Generate unique ids for all column values in a multi-dimensional array

Question

I have a file which looks like this:

Papiers peints > 3D et Perspective > 3D
Papiers peints > Carte du monde
Papiers peints > Fleurs
Papiers peints > Fleurs > Coquelicots
Tableaux > Cartes du monde
Tableaux > Fleurs
Tableaux > Fleurs > Coquelicots

and which I then transform into a properly formatted csv like this:

"Papiers peints","3D et Perspective","3D"
"Papiers peints","Carte du monde",
"Papiers peints","Fleurs",
"Papiers peints","Fleurs","Coquelicots"
"Tableaux","Cartes du monde",
"Tableaux","Fleurs",
"Tableaux","Fleurs","Coquelicots"

What I need is for each of these fields to have its own unique ID, which has to be an integer. This is how it should look like

"Papiers peints",101,"3D et Perspective",1001,"3D",10001
"Papiers peints",101,"Carte du monde",1002,,
"Papiers peints",101,"Fleurs",1003,,
"Papiers peints",101,"Fleurs",1003,"Coquelicots",10002
"Tableaux",102,"Cartes du monde",1004,,
"Tableaux",102,"Fleurs",1005,,
"Tableaux",102,"Fleurs",1005,"Coquelicots",10003

The names themselves don't matter at all and there will always be duplicates. I can solve this easily by uploading to a database. Then I do:

select distinct COL1, give them their respective IDs
select COL2, group by COL1, COL2, give them their respective IDs
select COL3, group by COL1, COL2,COL3, give them their respective IDs
repeat for as many times as needed, which can be quite a lot

How do I do this in PHP without having to use a database? A straight answer would be nice, but even a design idea would help a lot.

Exercise inputs:
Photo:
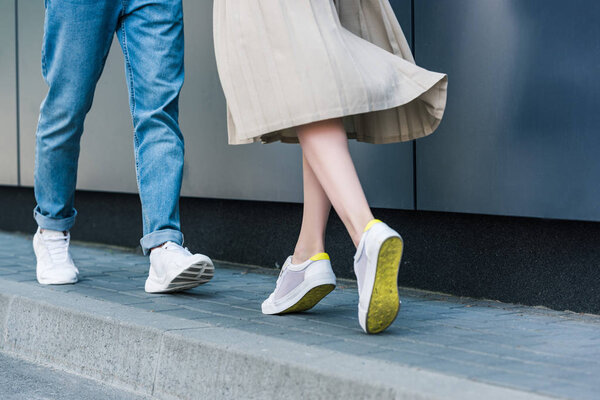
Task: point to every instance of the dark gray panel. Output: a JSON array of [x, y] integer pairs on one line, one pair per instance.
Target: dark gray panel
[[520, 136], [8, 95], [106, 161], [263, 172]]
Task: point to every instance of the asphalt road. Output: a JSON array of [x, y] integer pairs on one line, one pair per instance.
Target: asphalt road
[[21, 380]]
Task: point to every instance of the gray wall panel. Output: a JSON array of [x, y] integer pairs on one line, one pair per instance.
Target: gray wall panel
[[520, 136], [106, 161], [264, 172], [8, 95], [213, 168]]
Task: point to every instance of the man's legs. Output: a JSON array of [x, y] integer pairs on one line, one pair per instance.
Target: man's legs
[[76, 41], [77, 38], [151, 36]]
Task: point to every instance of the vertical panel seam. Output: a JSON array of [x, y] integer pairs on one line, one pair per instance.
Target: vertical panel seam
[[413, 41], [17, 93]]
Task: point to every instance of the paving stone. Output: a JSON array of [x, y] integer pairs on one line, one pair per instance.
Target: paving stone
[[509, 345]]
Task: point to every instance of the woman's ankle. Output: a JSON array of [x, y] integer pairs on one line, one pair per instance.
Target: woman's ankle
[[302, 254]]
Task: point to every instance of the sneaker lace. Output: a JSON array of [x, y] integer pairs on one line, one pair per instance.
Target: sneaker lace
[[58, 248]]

Work to do:
a) From the listing above, set down verbatim the stretch from the line containing "Task: point to every instance of the asphalt" through the line containing "[[520, 136], [106, 161], [264, 172], [8, 95], [213, 168]]".
b) Take the question about giving each column value in a multi-dimensional array its own unique integer ID further, starting after its last sentence.

Answer list:
a)
Task: point to every instance of the asphalt road. Output: a JSON array of [x, y] integer pairs on one line, one pair per instance.
Target: asphalt road
[[21, 380]]
Task: point to every instance of the gray wall panel. Output: a JSON array of [x, y] integer pairs on one line, one pair per instance.
Target: gray wall panel
[[520, 136], [106, 161], [264, 172], [8, 95], [213, 168]]

b)
There could be up to 10 columns in my file, but here is a simplified input array to work with:

$new=[0=>['a0','a1','a2','a3'],1=>['b0','b1','b2','b3'],2=>['c0','c1','c2','c3'],3=>['d0','d1','d2','d3'],4=>['e0','e1','e2','e3']];

Expected Result:

[
    ['a0','101','a1','1001','a2','10001','a3','100001'],
    ['b0','102','b1','1002','b2','10002','b3','100002'],
    ['c0','103','c1','1003','c2','10003','c3','100003'],
    ['d0','104','d1','1004','d2','10004','d3','100004'],
    ['e0','105','e1','1005','e2','10005','e3','100005']
]

I find your question to be rather incomprehensible. Please show your best attempt to self solve. Please provide all necessary input to generate the desired output. Please edit your question so that it is not flagged as "unclear". — mickmackusa, May 10 '17 at 03:28
Best just delete and start again, probably. And sorry for being incomprehensible. It's a rather complicated problem. — flish, May 10 '17 at 05:15
do so if you wish, but there is no shame in editing your answer. Your question has no flags or downvotes. It would be better to keep it all here. I'll keep an eye out for an updated question. — mickmackusa, May 10 '17 at 05:16
and done. I updated the request and hopefully now it's clear. Although it looks like I didn't do any work on it and I usually try to avoid too broad questions. I still think arrays will solve the issue, I just don't know what I should do with them. — flish, May 12 '17 at 15:04
Your update is massively better/clearer now. I am certain that I can help you to find an efficient solution. May I just ask about your second code snippet (with the double quoting but no incremented ids)? Is this an array? or is it a string with linebreaks? What is the name of the variable that holds this data? These answers will help me to write a method for you that will be immediately useful in your project. (It is mother's day weekend, so I don't know how available I will be -- I have a family -- but I will provide an answer asap.) — mickmackusa, May 12 '17 at 21:17
The second code snippet is the actual csv - with fields enclosed in double quotes and with complete lines - so you could say it's an array. The original file might have 1 field on a row and 10 fields on the next. This is what I have for the moment: http://sandbox.onlinephpfunctions.com/code/84ff6b02218cea1626a099a8428a61789708e54c . I'll continue to work on it, but please don't feel like you should too. It's weekend and this is family time. I have 2 young children myself, so I won't make too much of an effort — flish, May 12 '17 at 22:31

mickmackusa · Accepted Answer · 2017-05-13T07:02:52.033

If this were my project, I'd probably look into preparing the necessary values while pulling the data from the file. I'll use the $new array as input (I've modified a few of the values while testing).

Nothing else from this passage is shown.